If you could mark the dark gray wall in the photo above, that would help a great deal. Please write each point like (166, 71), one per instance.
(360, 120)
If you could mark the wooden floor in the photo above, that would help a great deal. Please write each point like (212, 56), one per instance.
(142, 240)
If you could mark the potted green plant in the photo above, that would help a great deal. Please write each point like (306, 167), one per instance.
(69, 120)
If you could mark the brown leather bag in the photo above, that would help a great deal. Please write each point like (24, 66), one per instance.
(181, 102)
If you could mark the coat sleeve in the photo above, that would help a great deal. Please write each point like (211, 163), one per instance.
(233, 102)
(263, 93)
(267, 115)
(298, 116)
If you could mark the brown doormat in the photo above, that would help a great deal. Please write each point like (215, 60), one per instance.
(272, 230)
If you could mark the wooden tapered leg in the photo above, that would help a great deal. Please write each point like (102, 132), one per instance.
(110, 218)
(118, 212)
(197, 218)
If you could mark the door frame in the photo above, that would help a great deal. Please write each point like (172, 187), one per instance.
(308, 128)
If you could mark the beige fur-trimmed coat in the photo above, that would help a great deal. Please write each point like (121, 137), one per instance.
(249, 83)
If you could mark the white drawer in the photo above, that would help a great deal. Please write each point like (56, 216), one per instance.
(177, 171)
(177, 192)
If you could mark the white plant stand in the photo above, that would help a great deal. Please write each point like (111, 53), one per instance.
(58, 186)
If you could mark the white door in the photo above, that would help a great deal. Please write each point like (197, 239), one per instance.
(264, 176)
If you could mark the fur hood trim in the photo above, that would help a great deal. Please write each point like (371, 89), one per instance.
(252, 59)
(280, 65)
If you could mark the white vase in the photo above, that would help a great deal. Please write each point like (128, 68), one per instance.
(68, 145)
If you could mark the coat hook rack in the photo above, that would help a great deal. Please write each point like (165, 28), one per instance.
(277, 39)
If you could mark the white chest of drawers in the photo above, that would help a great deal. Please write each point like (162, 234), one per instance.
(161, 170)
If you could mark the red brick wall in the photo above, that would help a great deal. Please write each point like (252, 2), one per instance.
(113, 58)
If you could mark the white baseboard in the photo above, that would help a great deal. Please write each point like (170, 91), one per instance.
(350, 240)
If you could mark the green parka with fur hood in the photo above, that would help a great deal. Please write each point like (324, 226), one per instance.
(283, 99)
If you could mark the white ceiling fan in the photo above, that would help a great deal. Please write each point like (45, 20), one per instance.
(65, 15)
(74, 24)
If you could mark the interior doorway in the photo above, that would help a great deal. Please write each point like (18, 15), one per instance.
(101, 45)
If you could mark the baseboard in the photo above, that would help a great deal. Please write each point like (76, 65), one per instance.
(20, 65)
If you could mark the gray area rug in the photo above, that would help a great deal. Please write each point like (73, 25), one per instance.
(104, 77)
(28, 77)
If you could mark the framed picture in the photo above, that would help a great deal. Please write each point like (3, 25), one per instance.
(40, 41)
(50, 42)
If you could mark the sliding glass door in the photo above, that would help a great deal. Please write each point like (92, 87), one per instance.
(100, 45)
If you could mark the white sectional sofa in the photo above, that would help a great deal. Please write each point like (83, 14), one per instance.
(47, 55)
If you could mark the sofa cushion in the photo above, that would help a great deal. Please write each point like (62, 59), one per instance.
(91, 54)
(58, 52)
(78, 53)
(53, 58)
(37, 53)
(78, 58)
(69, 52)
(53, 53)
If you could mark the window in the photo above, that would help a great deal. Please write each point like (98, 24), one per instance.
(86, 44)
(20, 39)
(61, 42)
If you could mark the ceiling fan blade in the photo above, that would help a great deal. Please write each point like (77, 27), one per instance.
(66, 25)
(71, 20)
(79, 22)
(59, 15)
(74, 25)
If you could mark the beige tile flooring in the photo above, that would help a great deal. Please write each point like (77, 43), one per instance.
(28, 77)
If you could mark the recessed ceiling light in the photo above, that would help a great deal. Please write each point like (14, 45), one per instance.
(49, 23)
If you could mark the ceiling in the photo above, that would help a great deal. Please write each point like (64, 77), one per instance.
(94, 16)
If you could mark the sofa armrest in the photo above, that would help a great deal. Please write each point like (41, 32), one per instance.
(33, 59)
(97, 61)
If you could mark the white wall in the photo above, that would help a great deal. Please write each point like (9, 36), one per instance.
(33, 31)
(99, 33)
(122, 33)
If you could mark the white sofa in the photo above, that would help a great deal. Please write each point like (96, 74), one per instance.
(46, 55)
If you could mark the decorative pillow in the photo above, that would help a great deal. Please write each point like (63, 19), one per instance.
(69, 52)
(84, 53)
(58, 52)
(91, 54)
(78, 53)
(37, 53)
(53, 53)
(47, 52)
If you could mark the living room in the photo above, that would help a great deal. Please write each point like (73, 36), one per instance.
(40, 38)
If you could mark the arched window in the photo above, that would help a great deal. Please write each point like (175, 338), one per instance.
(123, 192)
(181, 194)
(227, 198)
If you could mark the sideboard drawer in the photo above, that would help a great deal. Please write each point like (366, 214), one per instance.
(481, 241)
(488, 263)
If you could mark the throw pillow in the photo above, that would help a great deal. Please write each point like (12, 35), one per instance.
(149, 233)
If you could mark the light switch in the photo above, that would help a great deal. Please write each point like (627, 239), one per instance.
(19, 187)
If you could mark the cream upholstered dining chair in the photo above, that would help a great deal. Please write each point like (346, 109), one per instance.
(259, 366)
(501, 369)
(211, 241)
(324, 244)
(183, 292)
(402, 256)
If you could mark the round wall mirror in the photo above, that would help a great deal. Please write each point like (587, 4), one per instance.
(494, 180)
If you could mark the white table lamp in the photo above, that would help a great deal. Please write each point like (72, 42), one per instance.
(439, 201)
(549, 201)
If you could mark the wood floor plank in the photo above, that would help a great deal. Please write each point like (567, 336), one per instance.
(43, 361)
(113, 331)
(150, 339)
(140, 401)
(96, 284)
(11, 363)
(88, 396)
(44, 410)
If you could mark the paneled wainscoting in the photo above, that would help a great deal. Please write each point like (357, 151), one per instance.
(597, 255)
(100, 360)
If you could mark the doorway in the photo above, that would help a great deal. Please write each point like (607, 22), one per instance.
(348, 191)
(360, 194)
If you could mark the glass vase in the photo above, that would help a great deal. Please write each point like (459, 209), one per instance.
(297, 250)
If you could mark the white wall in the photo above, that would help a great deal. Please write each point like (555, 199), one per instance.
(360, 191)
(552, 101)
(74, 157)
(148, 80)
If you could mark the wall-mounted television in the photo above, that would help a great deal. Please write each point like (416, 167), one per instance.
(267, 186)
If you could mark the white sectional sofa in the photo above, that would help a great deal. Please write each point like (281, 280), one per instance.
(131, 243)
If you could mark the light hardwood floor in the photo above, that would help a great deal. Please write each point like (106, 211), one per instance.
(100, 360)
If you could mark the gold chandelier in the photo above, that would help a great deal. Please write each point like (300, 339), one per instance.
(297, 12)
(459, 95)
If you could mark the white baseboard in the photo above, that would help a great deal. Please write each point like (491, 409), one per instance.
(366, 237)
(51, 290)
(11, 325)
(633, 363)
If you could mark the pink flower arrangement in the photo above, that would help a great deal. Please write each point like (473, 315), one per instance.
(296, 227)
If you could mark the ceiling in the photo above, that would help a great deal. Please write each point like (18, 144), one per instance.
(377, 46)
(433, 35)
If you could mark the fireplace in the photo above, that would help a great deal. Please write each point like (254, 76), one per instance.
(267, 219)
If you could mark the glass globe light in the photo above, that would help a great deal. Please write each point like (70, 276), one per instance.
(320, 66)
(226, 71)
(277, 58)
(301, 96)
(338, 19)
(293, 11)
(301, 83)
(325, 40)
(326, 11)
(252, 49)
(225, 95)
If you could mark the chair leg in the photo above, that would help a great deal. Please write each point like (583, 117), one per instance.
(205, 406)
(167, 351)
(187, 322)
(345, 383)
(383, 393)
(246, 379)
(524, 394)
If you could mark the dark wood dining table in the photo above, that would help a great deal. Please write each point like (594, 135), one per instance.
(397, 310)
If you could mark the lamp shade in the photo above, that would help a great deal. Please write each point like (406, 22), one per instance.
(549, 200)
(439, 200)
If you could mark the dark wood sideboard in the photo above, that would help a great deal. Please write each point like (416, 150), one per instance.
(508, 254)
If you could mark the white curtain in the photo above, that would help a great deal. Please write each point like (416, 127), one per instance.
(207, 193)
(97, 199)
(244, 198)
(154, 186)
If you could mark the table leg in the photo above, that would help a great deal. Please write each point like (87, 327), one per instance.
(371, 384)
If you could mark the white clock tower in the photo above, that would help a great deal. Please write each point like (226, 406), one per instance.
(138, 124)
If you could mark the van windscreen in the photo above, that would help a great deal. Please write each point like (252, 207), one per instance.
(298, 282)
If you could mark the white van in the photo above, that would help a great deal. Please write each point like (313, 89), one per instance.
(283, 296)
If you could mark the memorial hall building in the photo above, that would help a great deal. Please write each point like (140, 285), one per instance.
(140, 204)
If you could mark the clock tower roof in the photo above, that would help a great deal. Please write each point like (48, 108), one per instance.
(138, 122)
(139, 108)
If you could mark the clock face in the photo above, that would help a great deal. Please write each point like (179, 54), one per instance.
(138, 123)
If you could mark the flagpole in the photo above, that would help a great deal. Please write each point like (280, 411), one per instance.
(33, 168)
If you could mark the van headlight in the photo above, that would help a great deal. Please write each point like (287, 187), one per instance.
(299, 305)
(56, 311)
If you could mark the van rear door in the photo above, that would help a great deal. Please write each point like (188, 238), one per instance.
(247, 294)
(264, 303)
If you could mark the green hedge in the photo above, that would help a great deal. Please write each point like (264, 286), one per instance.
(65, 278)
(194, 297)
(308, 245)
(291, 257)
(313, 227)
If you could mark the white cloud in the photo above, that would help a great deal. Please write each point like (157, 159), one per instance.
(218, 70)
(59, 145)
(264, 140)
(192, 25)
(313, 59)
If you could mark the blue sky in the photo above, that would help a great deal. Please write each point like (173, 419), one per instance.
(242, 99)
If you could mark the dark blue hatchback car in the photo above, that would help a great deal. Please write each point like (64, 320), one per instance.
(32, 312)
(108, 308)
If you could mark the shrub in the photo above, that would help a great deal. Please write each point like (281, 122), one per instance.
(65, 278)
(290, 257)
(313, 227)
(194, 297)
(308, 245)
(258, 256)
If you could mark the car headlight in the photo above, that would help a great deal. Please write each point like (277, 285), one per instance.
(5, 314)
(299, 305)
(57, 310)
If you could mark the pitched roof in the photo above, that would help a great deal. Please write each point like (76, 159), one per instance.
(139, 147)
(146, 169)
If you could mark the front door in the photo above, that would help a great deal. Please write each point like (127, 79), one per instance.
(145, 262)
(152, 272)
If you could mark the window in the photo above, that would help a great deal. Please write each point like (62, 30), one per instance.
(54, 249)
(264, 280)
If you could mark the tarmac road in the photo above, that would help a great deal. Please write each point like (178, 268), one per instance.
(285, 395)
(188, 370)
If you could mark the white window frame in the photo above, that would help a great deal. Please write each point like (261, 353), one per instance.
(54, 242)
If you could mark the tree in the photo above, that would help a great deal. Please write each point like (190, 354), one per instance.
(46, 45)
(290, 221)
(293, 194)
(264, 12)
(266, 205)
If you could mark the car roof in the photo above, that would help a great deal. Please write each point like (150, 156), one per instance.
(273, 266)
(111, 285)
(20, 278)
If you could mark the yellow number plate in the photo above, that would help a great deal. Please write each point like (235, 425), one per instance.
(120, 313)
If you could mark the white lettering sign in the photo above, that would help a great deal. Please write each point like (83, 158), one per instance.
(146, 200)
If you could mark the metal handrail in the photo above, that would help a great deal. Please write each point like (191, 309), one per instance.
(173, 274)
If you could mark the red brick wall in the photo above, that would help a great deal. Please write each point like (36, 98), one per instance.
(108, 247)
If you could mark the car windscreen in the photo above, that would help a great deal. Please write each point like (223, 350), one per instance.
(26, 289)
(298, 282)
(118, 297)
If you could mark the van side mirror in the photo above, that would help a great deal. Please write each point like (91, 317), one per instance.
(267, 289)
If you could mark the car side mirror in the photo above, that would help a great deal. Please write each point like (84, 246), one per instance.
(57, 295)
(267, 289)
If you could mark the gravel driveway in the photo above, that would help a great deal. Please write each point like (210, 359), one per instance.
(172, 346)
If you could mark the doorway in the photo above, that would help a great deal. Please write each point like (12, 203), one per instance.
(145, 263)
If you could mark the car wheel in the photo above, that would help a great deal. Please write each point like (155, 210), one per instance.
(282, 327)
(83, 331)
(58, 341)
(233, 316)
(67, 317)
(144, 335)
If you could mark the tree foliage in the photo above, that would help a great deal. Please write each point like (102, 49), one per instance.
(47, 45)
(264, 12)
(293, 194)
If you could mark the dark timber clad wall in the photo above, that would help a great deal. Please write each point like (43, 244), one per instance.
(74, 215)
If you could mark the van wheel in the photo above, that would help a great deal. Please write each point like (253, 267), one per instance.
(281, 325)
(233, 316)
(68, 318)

▬▬▬▬▬▬

*Problem description*
Give back the lines above exactly, from the one with "If you could mark the gravel" through the last line.

*Reply to the exercise*
If you could mark the gravel driveway in the photo above, that would help a great deal. Please write each point like (210, 359), one per instance.
(172, 346)
If you could mark the doorway in the photo above, that would help a great deal. Please write each point like (12, 203), one per instance.
(145, 263)
If you could mark the car wheel in the photo above, that would help a great deal. Please write each point like (155, 210), one per instance.
(282, 327)
(83, 331)
(58, 341)
(233, 316)
(67, 317)
(144, 335)
If you could mark the tree foliage in the photo above, that would help a great deal. Please write each point like (102, 49), one per instance.
(47, 45)
(264, 12)
(293, 194)
If you could mark the dark timber clad wall in the photo above, that would help a great deal. Please write each point like (43, 244), one per instance.
(74, 215)
If you could mark the van wheel in the photo above, that would help a great deal. Please write each point like (253, 267), one per instance.
(281, 325)
(233, 316)
(68, 318)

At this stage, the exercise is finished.